Stored items

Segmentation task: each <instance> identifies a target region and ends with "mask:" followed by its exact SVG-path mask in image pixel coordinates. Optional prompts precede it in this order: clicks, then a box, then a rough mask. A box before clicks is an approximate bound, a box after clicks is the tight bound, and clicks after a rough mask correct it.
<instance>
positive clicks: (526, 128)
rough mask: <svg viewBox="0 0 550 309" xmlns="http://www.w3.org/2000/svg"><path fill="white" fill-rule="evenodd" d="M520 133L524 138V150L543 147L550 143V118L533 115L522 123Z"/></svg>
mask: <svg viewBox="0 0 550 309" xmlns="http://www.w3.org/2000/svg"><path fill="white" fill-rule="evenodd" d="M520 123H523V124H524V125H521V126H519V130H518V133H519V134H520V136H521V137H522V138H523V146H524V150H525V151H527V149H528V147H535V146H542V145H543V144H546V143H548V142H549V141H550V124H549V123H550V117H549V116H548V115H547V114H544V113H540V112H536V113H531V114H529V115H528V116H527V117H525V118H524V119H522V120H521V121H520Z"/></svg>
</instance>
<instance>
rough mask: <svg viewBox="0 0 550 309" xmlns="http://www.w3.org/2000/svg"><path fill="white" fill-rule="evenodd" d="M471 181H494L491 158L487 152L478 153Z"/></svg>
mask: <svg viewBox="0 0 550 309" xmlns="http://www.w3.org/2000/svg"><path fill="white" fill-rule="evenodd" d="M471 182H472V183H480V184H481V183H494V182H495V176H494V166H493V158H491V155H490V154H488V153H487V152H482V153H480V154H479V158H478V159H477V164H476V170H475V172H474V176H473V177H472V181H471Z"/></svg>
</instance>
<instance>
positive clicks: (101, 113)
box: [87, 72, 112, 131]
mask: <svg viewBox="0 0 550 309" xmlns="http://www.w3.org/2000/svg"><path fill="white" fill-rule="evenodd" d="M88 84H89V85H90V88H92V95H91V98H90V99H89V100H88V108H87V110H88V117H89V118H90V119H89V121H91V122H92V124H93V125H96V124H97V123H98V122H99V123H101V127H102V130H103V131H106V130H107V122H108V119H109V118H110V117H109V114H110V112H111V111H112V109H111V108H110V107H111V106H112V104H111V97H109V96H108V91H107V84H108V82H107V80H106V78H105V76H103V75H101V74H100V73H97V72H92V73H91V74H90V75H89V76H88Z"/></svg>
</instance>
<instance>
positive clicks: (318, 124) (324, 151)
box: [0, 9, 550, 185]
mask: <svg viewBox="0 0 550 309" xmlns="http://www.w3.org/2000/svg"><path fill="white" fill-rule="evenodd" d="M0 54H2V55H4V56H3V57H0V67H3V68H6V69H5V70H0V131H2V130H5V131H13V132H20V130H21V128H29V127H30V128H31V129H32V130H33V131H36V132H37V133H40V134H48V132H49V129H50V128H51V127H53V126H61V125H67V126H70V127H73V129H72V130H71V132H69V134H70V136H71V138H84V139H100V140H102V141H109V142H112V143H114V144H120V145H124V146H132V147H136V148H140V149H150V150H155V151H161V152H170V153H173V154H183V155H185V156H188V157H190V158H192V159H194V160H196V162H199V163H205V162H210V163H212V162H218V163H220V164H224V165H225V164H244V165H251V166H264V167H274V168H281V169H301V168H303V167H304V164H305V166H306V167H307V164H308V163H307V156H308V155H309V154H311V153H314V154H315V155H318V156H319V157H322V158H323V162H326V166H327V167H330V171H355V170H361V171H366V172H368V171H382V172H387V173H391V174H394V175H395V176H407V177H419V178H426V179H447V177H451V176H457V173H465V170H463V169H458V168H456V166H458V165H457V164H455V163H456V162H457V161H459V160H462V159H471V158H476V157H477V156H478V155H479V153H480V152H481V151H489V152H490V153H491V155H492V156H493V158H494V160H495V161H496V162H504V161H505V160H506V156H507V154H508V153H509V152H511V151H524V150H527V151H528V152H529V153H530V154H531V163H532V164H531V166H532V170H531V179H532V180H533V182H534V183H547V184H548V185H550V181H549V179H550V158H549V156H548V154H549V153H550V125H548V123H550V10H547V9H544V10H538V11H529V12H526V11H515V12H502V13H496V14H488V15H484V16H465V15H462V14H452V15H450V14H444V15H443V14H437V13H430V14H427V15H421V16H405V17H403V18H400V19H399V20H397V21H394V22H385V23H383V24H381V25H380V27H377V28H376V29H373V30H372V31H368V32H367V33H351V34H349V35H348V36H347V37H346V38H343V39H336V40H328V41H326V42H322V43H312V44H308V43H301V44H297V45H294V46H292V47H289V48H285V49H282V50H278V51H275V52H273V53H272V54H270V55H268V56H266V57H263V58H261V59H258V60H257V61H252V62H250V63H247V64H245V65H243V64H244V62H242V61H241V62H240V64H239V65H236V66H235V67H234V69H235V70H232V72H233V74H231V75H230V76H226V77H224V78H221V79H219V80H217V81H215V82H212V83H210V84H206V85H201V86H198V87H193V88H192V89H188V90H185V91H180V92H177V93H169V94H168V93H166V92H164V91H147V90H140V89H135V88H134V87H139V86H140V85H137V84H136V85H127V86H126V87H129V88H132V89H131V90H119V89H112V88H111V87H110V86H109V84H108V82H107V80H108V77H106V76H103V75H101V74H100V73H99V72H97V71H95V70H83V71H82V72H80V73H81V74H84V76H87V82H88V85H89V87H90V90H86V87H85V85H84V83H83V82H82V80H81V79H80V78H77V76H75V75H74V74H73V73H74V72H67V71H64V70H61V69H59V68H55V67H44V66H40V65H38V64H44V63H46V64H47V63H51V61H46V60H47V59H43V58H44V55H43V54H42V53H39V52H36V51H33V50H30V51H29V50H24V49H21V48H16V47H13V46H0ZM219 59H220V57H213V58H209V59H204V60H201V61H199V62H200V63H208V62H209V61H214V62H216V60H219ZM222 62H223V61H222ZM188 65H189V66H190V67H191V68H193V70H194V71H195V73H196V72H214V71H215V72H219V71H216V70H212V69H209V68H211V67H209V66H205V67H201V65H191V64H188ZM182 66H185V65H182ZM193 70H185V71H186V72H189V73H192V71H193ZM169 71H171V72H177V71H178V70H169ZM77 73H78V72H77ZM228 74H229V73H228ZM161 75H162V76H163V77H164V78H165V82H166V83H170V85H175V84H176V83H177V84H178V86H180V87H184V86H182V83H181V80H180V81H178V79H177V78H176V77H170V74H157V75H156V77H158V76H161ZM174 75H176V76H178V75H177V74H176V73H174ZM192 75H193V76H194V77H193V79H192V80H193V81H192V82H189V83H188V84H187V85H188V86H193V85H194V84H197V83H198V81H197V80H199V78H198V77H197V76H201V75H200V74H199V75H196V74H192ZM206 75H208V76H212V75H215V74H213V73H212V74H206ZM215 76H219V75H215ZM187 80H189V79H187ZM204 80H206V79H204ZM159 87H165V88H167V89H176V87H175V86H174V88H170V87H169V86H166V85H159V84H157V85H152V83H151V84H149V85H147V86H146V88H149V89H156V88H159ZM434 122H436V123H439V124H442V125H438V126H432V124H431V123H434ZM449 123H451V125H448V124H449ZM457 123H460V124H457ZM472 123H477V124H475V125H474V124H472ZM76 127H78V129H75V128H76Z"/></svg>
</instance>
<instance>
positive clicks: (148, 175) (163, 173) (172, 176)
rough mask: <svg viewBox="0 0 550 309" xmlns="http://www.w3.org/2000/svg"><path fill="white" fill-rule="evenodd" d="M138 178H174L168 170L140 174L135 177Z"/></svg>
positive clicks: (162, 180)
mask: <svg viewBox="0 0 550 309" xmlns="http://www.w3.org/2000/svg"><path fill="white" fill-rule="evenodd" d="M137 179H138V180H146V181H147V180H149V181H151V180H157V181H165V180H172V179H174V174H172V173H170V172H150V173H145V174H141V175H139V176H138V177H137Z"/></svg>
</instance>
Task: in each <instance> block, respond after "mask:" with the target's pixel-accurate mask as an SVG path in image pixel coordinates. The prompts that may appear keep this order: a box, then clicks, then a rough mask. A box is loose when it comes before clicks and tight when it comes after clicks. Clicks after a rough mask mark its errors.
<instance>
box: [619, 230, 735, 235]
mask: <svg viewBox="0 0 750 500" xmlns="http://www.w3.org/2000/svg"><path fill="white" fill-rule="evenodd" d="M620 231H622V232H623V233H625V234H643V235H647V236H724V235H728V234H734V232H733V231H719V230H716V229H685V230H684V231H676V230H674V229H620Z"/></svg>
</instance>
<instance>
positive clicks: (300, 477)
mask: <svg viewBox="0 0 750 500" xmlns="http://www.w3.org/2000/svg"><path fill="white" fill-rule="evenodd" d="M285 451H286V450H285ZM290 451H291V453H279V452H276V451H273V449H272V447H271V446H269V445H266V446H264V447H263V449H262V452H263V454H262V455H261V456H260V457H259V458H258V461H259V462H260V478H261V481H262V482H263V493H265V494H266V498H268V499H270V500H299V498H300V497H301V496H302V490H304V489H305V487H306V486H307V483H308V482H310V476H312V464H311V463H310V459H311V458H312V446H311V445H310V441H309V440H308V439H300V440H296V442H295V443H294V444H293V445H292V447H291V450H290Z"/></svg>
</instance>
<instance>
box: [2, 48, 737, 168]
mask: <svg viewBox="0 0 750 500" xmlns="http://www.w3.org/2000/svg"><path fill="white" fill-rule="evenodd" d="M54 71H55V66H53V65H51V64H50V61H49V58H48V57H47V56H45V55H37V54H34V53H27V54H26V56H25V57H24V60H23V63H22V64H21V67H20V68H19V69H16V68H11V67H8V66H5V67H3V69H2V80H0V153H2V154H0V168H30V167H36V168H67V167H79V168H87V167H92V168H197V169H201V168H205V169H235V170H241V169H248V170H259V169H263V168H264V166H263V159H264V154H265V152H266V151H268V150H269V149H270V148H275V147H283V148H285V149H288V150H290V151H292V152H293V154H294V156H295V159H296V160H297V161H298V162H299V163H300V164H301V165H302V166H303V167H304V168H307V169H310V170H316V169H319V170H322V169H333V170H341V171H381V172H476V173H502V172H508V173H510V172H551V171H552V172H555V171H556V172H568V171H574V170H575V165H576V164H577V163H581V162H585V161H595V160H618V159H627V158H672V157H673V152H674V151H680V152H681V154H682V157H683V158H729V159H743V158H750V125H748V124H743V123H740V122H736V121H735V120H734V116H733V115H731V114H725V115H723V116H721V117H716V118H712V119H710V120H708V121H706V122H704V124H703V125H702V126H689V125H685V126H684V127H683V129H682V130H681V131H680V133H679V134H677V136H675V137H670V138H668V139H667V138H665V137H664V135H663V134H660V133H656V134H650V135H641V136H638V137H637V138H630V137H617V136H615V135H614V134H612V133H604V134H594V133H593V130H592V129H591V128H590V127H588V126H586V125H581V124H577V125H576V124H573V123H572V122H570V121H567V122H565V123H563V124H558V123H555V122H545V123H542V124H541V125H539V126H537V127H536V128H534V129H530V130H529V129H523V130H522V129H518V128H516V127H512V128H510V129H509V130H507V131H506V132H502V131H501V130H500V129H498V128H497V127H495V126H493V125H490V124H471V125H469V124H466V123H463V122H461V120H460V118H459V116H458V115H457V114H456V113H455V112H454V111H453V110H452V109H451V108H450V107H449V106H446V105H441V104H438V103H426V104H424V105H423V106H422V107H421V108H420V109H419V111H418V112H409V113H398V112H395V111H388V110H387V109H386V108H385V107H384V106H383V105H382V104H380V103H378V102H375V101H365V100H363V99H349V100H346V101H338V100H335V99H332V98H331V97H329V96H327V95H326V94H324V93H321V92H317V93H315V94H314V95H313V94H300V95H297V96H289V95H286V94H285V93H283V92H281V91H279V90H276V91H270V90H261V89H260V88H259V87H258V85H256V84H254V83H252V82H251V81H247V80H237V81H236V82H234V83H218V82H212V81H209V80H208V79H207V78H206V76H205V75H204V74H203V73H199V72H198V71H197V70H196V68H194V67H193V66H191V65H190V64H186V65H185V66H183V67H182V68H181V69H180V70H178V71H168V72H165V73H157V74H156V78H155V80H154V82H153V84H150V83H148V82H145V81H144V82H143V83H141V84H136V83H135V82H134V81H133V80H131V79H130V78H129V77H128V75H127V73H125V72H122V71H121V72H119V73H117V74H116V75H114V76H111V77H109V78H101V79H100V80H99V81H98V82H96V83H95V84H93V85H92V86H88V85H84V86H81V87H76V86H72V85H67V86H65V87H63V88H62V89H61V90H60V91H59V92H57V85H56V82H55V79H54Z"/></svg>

*HOW TO COMPLETE THIS TASK*
If a line of the data contains the word "prompts", count it; say how many such lines there are and nothing else.

*WRITTEN RESPONSE*
2